__Exercise brief__
Where a line in the listing contains the string "positive", copy that line out.

__Data extract__
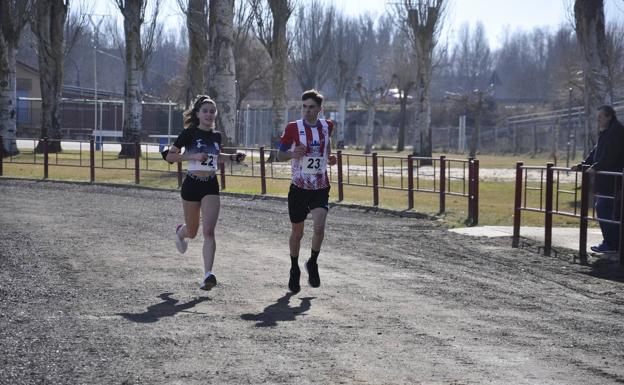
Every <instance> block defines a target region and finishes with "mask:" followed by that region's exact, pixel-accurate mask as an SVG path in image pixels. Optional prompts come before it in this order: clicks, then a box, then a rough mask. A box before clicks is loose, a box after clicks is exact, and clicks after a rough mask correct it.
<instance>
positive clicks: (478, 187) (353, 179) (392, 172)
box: [0, 137, 479, 226]
mask: <svg viewBox="0 0 624 385" xmlns="http://www.w3.org/2000/svg"><path fill="white" fill-rule="evenodd" d="M1 140H2V138H1V137H0V143H2V142H1ZM28 140H31V139H28ZM32 141H33V146H32V148H33V149H34V148H36V147H37V146H36V143H37V142H41V144H42V149H41V153H40V154H38V153H37V152H36V151H34V150H33V152H32V158H30V154H27V153H22V154H21V155H20V156H18V157H13V156H9V157H7V158H6V159H4V160H2V159H1V158H2V157H1V156H0V175H2V167H3V162H5V163H14V164H36V165H42V166H43V178H44V179H48V177H49V171H48V170H49V168H50V167H54V166H62V167H83V168H86V167H88V168H89V182H91V183H94V182H95V181H96V170H104V169H106V170H128V171H134V183H135V184H140V183H141V173H142V172H143V171H149V172H159V173H164V174H168V175H172V174H174V173H175V174H176V175H177V183H178V187H179V186H181V185H182V179H183V172H182V166H181V163H176V164H174V165H171V164H168V163H166V162H163V161H162V160H161V158H160V154H159V153H158V155H157V156H156V157H154V156H152V157H150V154H153V153H155V152H156V150H155V148H157V147H158V144H151V143H150V144H146V143H138V142H136V143H120V142H109V143H106V142H104V143H103V146H102V149H104V148H105V147H106V146H107V145H111V144H113V143H114V144H115V145H120V144H124V145H134V146H135V149H134V153H135V157H134V158H133V159H118V158H117V157H116V156H111V155H110V152H109V153H108V154H106V153H105V151H97V150H96V146H95V141H94V140H93V139H91V140H89V141H79V140H72V141H67V140H63V142H73V143H75V144H77V148H78V152H77V154H74V156H73V158H72V159H71V160H69V161H68V160H63V159H62V157H59V154H58V153H50V152H49V150H48V149H49V146H50V144H51V143H53V142H58V141H59V139H47V138H44V139H41V140H39V139H32ZM0 147H2V146H0ZM223 151H224V152H232V151H242V152H244V153H245V154H246V155H247V158H246V161H245V164H244V165H243V166H238V165H234V164H220V166H219V178H220V186H221V189H222V190H226V189H227V181H228V177H230V178H231V177H242V178H254V179H258V181H259V183H260V194H262V195H265V194H266V193H267V180H285V181H288V180H290V178H291V177H290V175H291V174H290V173H291V170H290V168H291V166H290V163H289V162H279V163H278V162H273V161H270V160H272V159H275V158H276V155H277V153H276V151H277V150H275V149H265V148H264V147H259V148H256V147H250V148H240V147H239V148H236V149H234V148H224V149H223ZM24 155H26V157H25V156H24ZM336 158H337V164H336V165H335V166H332V167H328V176H329V178H330V182H331V183H332V184H334V185H337V188H338V201H343V200H344V199H345V187H346V186H353V187H359V188H365V189H369V190H370V192H371V195H372V196H371V198H372V204H373V206H378V205H379V203H380V194H379V192H380V190H388V191H390V190H392V191H400V192H403V193H405V194H406V195H407V202H408V204H407V210H411V209H413V208H414V194H415V193H427V194H436V195H438V199H439V213H444V212H445V211H446V197H447V196H457V197H463V198H466V200H467V203H468V207H467V209H468V210H467V211H468V218H467V219H466V223H467V224H468V225H471V226H474V225H477V224H478V220H479V193H478V191H479V161H478V160H477V159H467V160H464V159H447V158H446V157H445V156H440V157H439V158H428V157H415V156H412V155H408V156H406V157H399V156H380V155H378V154H377V153H373V154H370V155H363V154H347V153H343V152H342V151H337V153H336ZM154 164H155V165H154Z"/></svg>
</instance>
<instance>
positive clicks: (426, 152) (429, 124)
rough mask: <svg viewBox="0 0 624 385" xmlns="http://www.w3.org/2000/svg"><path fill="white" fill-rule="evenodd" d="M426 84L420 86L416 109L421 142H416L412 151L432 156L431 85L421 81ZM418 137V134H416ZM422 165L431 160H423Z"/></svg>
mask: <svg viewBox="0 0 624 385" xmlns="http://www.w3.org/2000/svg"><path fill="white" fill-rule="evenodd" d="M428 81H429V80H427V82H428ZM421 84H423V85H425V84H426V86H423V87H420V89H419V90H420V93H419V95H418V101H417V106H416V110H417V111H418V112H417V118H416V124H417V125H418V130H417V131H418V132H419V133H420V143H414V148H413V150H412V153H413V154H414V155H416V156H422V157H431V155H432V149H431V148H432V145H431V104H430V102H429V86H428V83H424V81H423V83H421ZM414 137H416V135H415V136H414ZM415 140H416V139H415ZM421 164H422V165H430V164H431V162H427V161H424V160H423V161H421Z"/></svg>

__Solution to this exercise__
positive clicks: (478, 187) (353, 179) (392, 172)
positive clicks: (426, 152) (429, 124)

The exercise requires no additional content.